### What you are asked to do:
How many lines in the records below contain the word "helmet"? Case counts. Reply with the number only.
--- Begin Listed entries ---
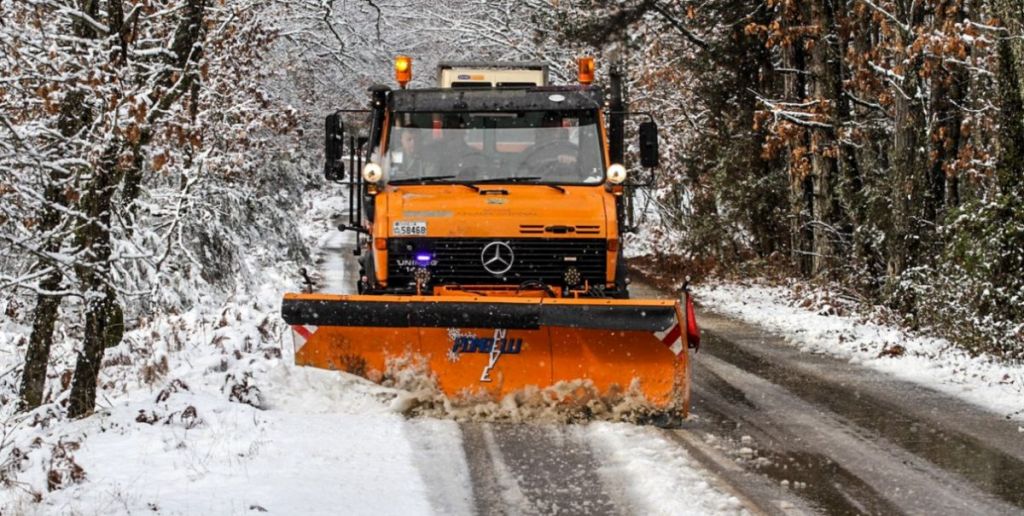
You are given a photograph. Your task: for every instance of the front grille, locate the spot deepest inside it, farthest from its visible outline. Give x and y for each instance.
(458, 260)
--- End Listed entries ---
--- Begin Listed entries ---
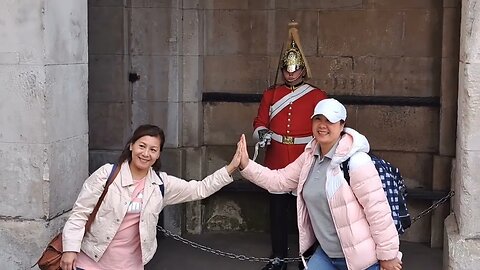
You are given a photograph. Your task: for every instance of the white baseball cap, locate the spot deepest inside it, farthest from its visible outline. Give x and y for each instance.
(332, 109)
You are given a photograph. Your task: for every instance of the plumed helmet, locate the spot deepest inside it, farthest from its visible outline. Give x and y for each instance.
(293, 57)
--- End Listed entries ---
--- Begin Listed entries ---
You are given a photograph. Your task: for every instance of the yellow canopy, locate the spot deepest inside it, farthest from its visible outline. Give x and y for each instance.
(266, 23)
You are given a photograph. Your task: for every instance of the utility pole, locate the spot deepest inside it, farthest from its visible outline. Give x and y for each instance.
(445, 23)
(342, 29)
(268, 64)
--- End Listed entries ---
### Problem solution:
1